- Work to be completed
Please reproduce all of the lines below word for word, leaving any pictures out of your answer.

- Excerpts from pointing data
━━━━━━━━━━━━━━━━━━━━

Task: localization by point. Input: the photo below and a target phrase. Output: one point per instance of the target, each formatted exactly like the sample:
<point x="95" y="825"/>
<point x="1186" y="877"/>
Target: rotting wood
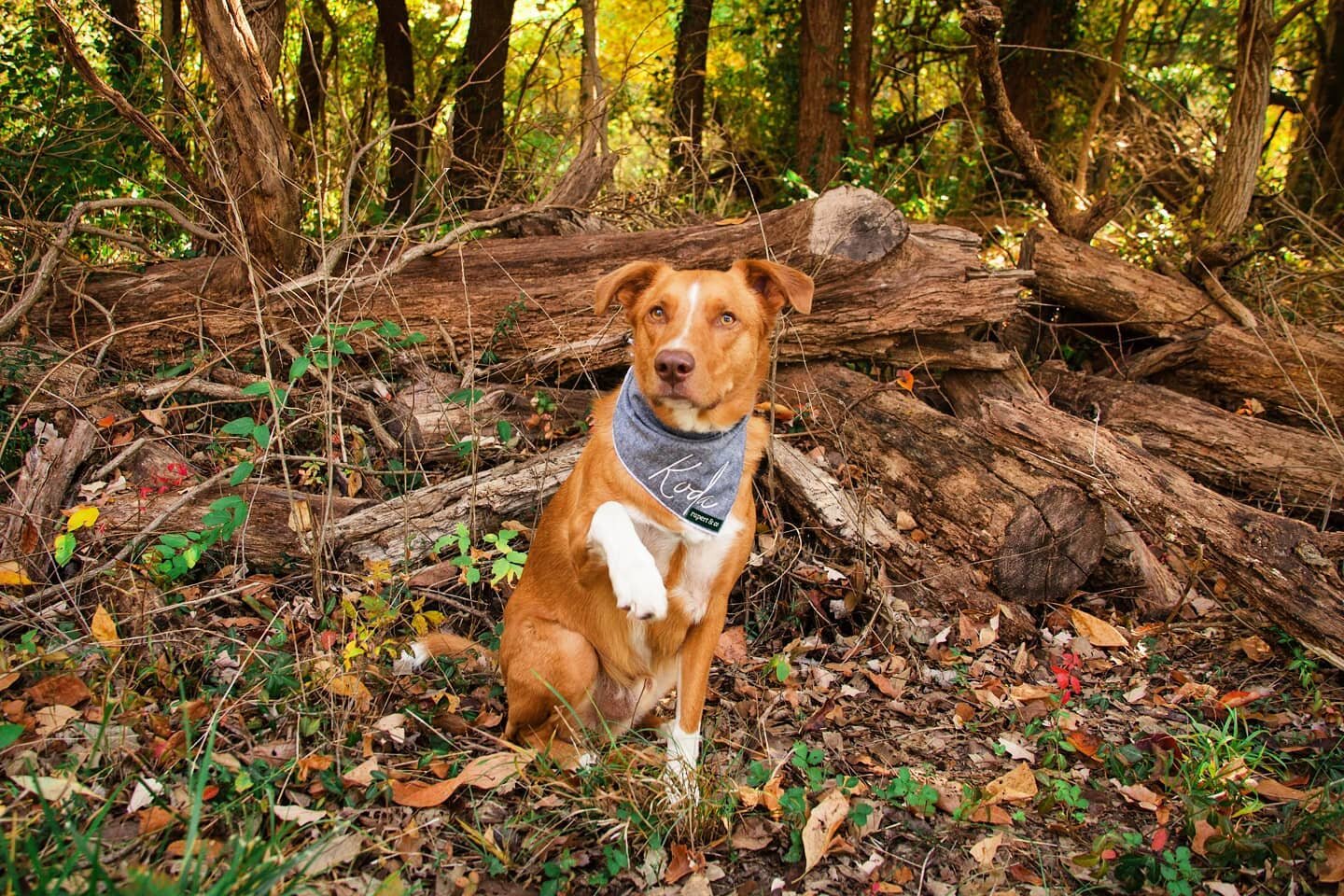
<point x="34" y="513"/>
<point x="1285" y="467"/>
<point x="1026" y="535"/>
<point x="1276" y="566"/>
<point x="522" y="297"/>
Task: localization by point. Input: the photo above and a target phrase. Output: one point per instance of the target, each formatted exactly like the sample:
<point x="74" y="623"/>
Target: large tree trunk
<point x="1316" y="176"/>
<point x="1280" y="567"/>
<point x="479" y="107"/>
<point x="125" y="43"/>
<point x="991" y="525"/>
<point x="861" y="73"/>
<point x="394" y="33"/>
<point x="1032" y="72"/>
<point x="693" y="46"/>
<point x="259" y="170"/>
<point x="820" y="94"/>
<point x="1279" y="467"/>
<point x="1239" y="150"/>
<point x="876" y="290"/>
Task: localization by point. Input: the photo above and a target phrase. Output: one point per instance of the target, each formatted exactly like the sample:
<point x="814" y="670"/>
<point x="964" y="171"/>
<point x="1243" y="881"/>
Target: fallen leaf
<point x="986" y="850"/>
<point x="823" y="822"/>
<point x="52" y="719"/>
<point x="299" y="814"/>
<point x="64" y="691"/>
<point x="1203" y="831"/>
<point x="1099" y="632"/>
<point x="684" y="861"/>
<point x="333" y="853"/>
<point x="81" y="517"/>
<point x="1014" y="786"/>
<point x="733" y="647"/>
<point x="105" y="630"/>
<point x="12" y="575"/>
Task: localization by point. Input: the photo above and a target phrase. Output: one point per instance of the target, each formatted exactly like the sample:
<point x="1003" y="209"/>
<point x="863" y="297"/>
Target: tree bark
<point x="1032" y="74"/>
<point x="693" y="48"/>
<point x="992" y="525"/>
<point x="394" y="33"/>
<point x="1276" y="566"/>
<point x="125" y="43"/>
<point x="259" y="176"/>
<point x="1105" y="287"/>
<point x="820" y="94"/>
<point x="861" y="74"/>
<point x="1316" y="176"/>
<point x="1279" y="467"/>
<point x="981" y="21"/>
<point x="479" y="107"/>
<point x="882" y="284"/>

━━━━━━━━━━━━━━━━━━━━

- Answer for this exercise
Task: localization by point. Input: the photo below and a target phrase. Output: one point per instance of the target, each formatted exactly like the sample:
<point x="95" y="825"/>
<point x="1186" y="877"/>
Target: rotting wood
<point x="34" y="513"/>
<point x="1285" y="467"/>
<point x="1026" y="535"/>
<point x="1276" y="566"/>
<point x="522" y="297"/>
Task: localization by point. Input: the photo above and a target phrase. Output: one point per instance of the target, each formatted exactly like the sample:
<point x="74" y="623"/>
Target: large tree trunk
<point x="1316" y="176"/>
<point x="1280" y="567"/>
<point x="479" y="107"/>
<point x="125" y="43"/>
<point x="991" y="525"/>
<point x="861" y="73"/>
<point x="394" y="33"/>
<point x="1032" y="72"/>
<point x="693" y="46"/>
<point x="259" y="170"/>
<point x="820" y="94"/>
<point x="1279" y="467"/>
<point x="1239" y="150"/>
<point x="876" y="290"/>
Task: localization by point. Input: the photo above and a target phrase. Output: one point per instance of the target, each formatted exactly like the sample:
<point x="814" y="670"/>
<point x="964" y="171"/>
<point x="1243" y="881"/>
Target: fallen leaf
<point x="986" y="850"/>
<point x="823" y="822"/>
<point x="52" y="719"/>
<point x="299" y="814"/>
<point x="64" y="691"/>
<point x="1203" y="831"/>
<point x="1099" y="632"/>
<point x="684" y="861"/>
<point x="333" y="853"/>
<point x="81" y="517"/>
<point x="1014" y="786"/>
<point x="733" y="647"/>
<point x="105" y="630"/>
<point x="12" y="575"/>
Task: localization by point. Input: the photo above and a target phrase. Output: one point per instance of the target, each formatted exactly like the sample:
<point x="1003" y="209"/>
<point x="863" y="297"/>
Target: tree bark
<point x="1032" y="74"/>
<point x="693" y="48"/>
<point x="992" y="525"/>
<point x="394" y="33"/>
<point x="1276" y="566"/>
<point x="125" y="43"/>
<point x="259" y="176"/>
<point x="1105" y="287"/>
<point x="820" y="94"/>
<point x="861" y="74"/>
<point x="1316" y="176"/>
<point x="1279" y="467"/>
<point x="981" y="21"/>
<point x="479" y="107"/>
<point x="882" y="284"/>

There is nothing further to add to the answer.